■ **Requirement**
Repeat the records word for word, excluding any picture.

■ **Supplied records**
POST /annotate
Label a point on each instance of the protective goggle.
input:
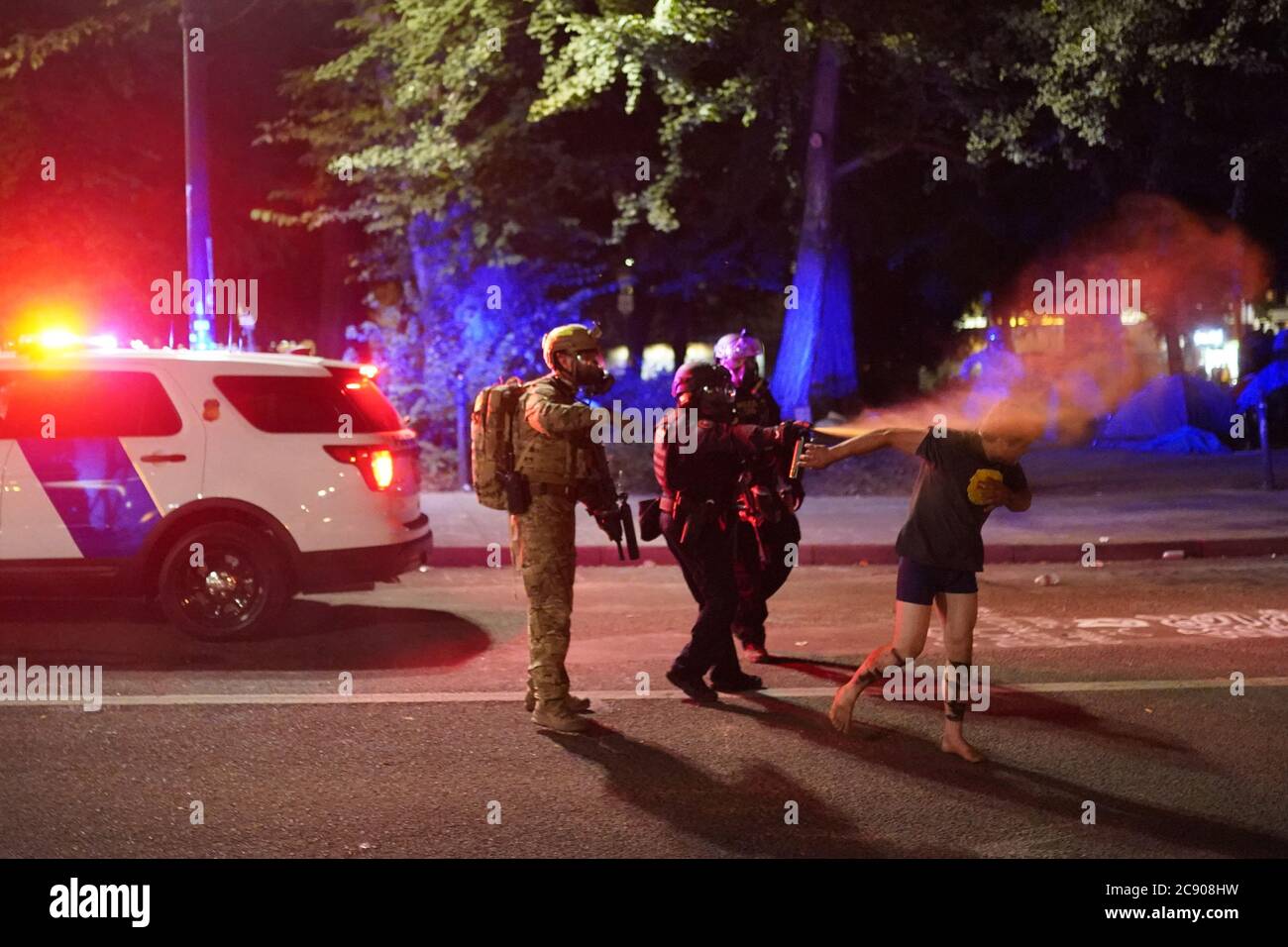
(726, 390)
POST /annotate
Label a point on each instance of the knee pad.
(954, 707)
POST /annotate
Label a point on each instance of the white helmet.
(738, 346)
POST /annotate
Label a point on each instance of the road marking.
(507, 696)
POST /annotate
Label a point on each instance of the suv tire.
(239, 585)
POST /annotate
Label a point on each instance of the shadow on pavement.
(1056, 796)
(743, 815)
(310, 635)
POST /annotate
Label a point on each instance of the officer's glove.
(793, 495)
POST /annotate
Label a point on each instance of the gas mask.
(745, 369)
(715, 402)
(589, 372)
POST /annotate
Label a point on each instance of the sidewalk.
(849, 530)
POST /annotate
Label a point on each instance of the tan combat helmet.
(571, 338)
(588, 367)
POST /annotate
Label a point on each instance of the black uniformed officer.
(768, 525)
(700, 482)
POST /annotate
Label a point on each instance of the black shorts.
(918, 583)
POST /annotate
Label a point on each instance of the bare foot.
(842, 706)
(956, 744)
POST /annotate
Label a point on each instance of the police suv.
(218, 483)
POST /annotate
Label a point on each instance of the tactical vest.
(755, 405)
(555, 462)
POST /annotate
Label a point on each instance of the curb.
(884, 554)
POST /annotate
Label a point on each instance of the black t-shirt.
(944, 525)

■ **Complete output**
POST /annotate
Label a point on each instance of the protective goggle.
input:
(726, 390)
POST /annotate
Label a point on each instance of the knee pad.
(954, 707)
POST /annotate
Label a point on each instance of the white helmet.
(738, 346)
POST /annotate
Label a point on each instance of the road marking.
(507, 696)
POST /annotate
Label a point on each instance of the suv tire.
(239, 585)
POST /annotate
Label a point on each instance of the shadow on pavement.
(1056, 796)
(743, 815)
(310, 635)
POST /annotate
Label a point on each instance of the officer's glove.
(793, 495)
POST /annotate
Label a point on each instance of the gas mask.
(745, 369)
(715, 402)
(589, 372)
POST /annotate
Label a point on each instance of the sidewalk.
(849, 530)
POST /annotate
Label a point on each instance of the tan combat helmet.
(571, 338)
(588, 367)
POST /annotate
Label a point on each instance of the black uniformed officer.
(768, 525)
(700, 482)
POST /annotate
Label a point on each instance of the black shorts.
(918, 583)
POST /annotate
Label a point on each instance of the bare foot.
(842, 706)
(956, 744)
POST /annotate
Label a point on each instance of the police suv.
(218, 483)
POST /annotate
Label a point on each instance of the tactical vest.
(755, 405)
(555, 462)
POST /annotate
Label a point on each instance of the curb.
(884, 554)
POST /annotate
Label a point on each instance of the black t-shirt.
(944, 525)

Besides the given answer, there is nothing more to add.